### Source text
☆ ☆ ☆
I'd thought of it that way too.

[tisme.livejournal.com]

Can't we just all let them loose in a room and let them get on with it?

[reddragdiva]

Yes, but then they'll argue over the beer.

[tisme.livejournal.com]

and the expensive condomns

[ciphergoth.livejournal.com]

BiCon generally has lots of free condoms though!

[tisme.livejournal.com]

There is a slight possibility that I may be bitter about my (now ex) SO's insistence on the really expensive type of condomns from Durex, and no other would do. It was either that or a cold shower.

[xxxlibris.livejournal.com]

Ooh - was having very similar discussions about this last week; namely on the (relatively simple) problem of gay speed dating: whether to ensure that each person has their three minutes with every other person, or whether they are split into two groups and treated like yer standard hetero groups. If the former, would some form of double circle/mobius loop thing work, with a crossover point? (This works in my head but is very hard to explain).

NB. This discussion took place in a bar where the upstairs had been given over to speed dating, and the downstairs to a Cafe Scientifique talk on whether giant robots would take over the world. Occasionally the two would meet; a group of bejumpered folk would wander upstairs to buy beer, or a couple of glammed and glossed ladies would head downstairs to the bathrooms.

[prettygothboy.livejournal.com]

Statistics, Statistics, I hated it at school, at 6th form at univercity, and i still hate it now.

[ciphergoth.livejournal.com]

...actually this is combinatorics.

I like statistics too though.
☆ ☆ ☆
[Region annotation entries]
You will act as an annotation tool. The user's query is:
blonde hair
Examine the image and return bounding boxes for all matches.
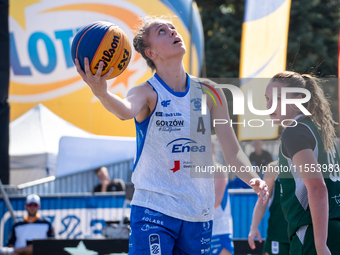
[270,71,338,152]
[133,15,174,71]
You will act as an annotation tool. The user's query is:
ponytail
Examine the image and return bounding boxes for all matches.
[271,71,338,152]
[302,74,338,152]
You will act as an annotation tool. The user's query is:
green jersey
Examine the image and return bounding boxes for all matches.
[279,118,340,237]
[267,178,289,243]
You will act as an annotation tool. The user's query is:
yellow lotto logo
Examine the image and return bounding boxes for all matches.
[9,0,203,136]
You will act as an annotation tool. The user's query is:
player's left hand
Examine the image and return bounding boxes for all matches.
[249,178,269,205]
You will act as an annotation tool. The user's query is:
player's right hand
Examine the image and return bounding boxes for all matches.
[248,228,262,250]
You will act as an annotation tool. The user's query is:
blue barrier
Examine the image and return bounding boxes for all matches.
[0,190,269,246]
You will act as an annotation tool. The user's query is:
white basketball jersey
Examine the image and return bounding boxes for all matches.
[132,74,215,222]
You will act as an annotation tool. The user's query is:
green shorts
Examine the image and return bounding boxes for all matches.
[289,220,340,255]
[262,238,289,255]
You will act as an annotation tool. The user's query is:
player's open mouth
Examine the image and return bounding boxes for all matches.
[174,38,182,44]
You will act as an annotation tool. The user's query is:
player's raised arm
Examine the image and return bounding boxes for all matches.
[75,58,152,120]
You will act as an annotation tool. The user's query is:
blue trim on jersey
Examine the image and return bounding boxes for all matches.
[132,84,158,171]
[221,183,229,211]
[155,73,190,97]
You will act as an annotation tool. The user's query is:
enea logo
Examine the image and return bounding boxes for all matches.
[166,138,205,153]
[161,100,171,107]
[9,0,146,103]
[198,82,222,115]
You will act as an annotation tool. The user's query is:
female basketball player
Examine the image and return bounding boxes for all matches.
[265,72,340,255]
[76,18,268,255]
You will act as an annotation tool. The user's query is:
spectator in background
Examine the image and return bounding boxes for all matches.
[93,166,125,192]
[0,194,54,255]
[249,140,273,178]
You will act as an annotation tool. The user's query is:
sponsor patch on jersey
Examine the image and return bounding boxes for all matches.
[190,98,202,111]
[161,100,171,107]
[149,234,162,255]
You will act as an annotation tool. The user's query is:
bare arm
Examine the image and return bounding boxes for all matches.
[248,172,275,249]
[208,86,268,202]
[75,58,150,120]
[214,176,228,208]
[293,149,331,255]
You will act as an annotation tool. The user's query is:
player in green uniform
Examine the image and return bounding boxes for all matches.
[248,161,289,255]
[266,72,340,255]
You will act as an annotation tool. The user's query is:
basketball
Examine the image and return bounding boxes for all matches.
[71,21,131,79]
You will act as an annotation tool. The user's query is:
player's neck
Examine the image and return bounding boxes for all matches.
[157,64,187,92]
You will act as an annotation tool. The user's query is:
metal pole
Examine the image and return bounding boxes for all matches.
[0,180,16,221]
[189,0,194,75]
☆ ☆ ☆
### Required work
List each distinct name that appears in square brackets in the forum thread, counting each name only once.

### Exercise response
tisme.livejournal.com
reddragdiva
ciphergoth.livejournal.com
xxxlibris.livejournal.com
prettygothboy.livejournal.com